Tasks to complete>
[a] According to the blog post below, how old was the writer's daughter on 10 May 2002?
[b] Shorten the paragraph of the blog post below that begins "In the first 72 hours," keeping its main facts.

Passage>
In case you needed to hear this today, “till the very end, there is always another chance.’’

Happy Sunday.

10 May

Sunday Blog 233 – 10th May 2026

There is a trigger warning for this post which contains the details and reflections of sexual assault. Please take care when reading or scroll on by if this is not for you.

“One day this date won’t mean anything. You won’t even remember it.” So said a friend of mine about that terrible date; 10th May 2002. At the time I was dubious, and twenty four years later, I know for sure this is not true.

Because on 10 May 2002, in the very early hours of the morning, a man broke into my beautiful, just-bought home and sexually assaulted me. I was 36 years old. My daughter, who was there at the time, was just three years old.

This horrific event was a slash in the canvas of my life; unlike anything I had ever endured. Up until then, my childhood and adventurous, fulfilling adult life had been fortunate.

So, I was closer to 40 than 30 before I began to understand trauma from the inside. Before I discovered the many blind spots I didn’t know I had, the words missing from my vocabulary.

In the first 72 hours, the attack replayed over and over in my mind. Although I’d accessed emergency services, I had no immediate follow-up counselling, so I ended up two weeks later in my GP’s office.

“You’ll have post-traumatic stress.”

I snatched at the term like a lifeline. It wasn’t like I had never heard the term, I just didn’t recognise I was experiencing it until a trusted health professional who knew me, named it for me.

Data provided>
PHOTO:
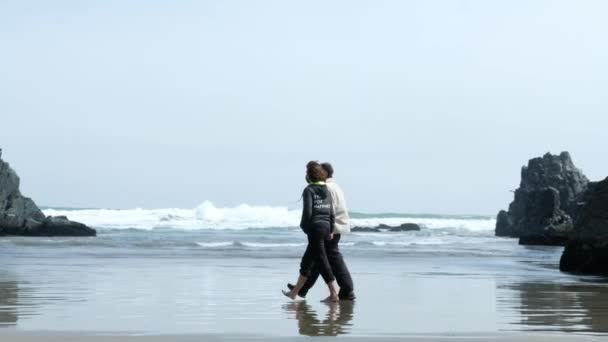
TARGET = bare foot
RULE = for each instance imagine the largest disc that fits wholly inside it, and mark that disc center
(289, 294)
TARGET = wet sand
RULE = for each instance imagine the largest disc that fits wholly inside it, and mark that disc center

...

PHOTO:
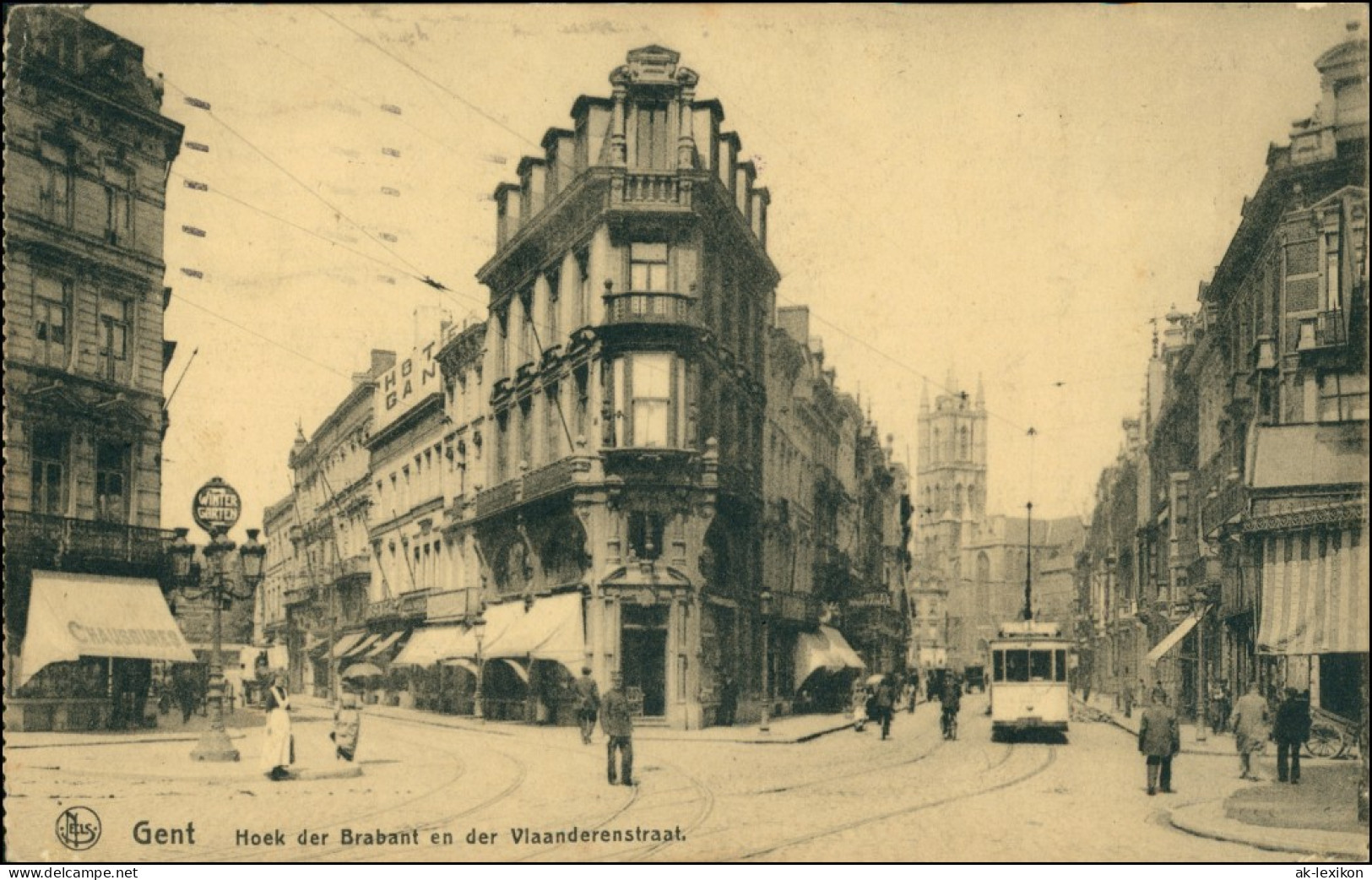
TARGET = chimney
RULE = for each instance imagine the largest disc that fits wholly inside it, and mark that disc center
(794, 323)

* * *

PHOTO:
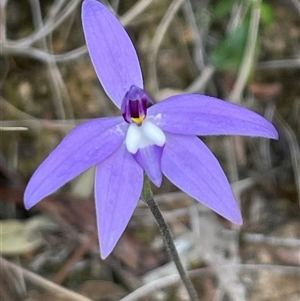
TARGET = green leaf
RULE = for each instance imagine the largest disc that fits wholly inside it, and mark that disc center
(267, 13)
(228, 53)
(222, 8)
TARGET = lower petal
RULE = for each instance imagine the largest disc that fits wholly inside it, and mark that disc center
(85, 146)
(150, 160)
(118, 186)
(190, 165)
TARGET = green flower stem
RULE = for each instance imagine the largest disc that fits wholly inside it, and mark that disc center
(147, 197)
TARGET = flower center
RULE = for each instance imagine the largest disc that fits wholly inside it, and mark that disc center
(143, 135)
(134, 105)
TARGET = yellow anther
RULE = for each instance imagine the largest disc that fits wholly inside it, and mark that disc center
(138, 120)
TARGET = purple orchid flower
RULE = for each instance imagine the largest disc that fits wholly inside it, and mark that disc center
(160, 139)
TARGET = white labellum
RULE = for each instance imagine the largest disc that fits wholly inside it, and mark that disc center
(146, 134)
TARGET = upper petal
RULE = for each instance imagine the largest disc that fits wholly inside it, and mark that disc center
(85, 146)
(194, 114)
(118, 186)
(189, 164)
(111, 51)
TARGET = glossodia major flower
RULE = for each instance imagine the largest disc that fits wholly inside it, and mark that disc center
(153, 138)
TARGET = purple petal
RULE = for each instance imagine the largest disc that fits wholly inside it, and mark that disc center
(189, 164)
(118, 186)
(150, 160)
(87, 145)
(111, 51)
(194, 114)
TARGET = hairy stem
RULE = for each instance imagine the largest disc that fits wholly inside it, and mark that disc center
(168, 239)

Outputs for the tasks>
[a] She was three years old.

[b] For the first 72 hours, I relived the attack constantly. Though I had used emergency services, no counselling followed right away, so two weeks later I was at my GP's office.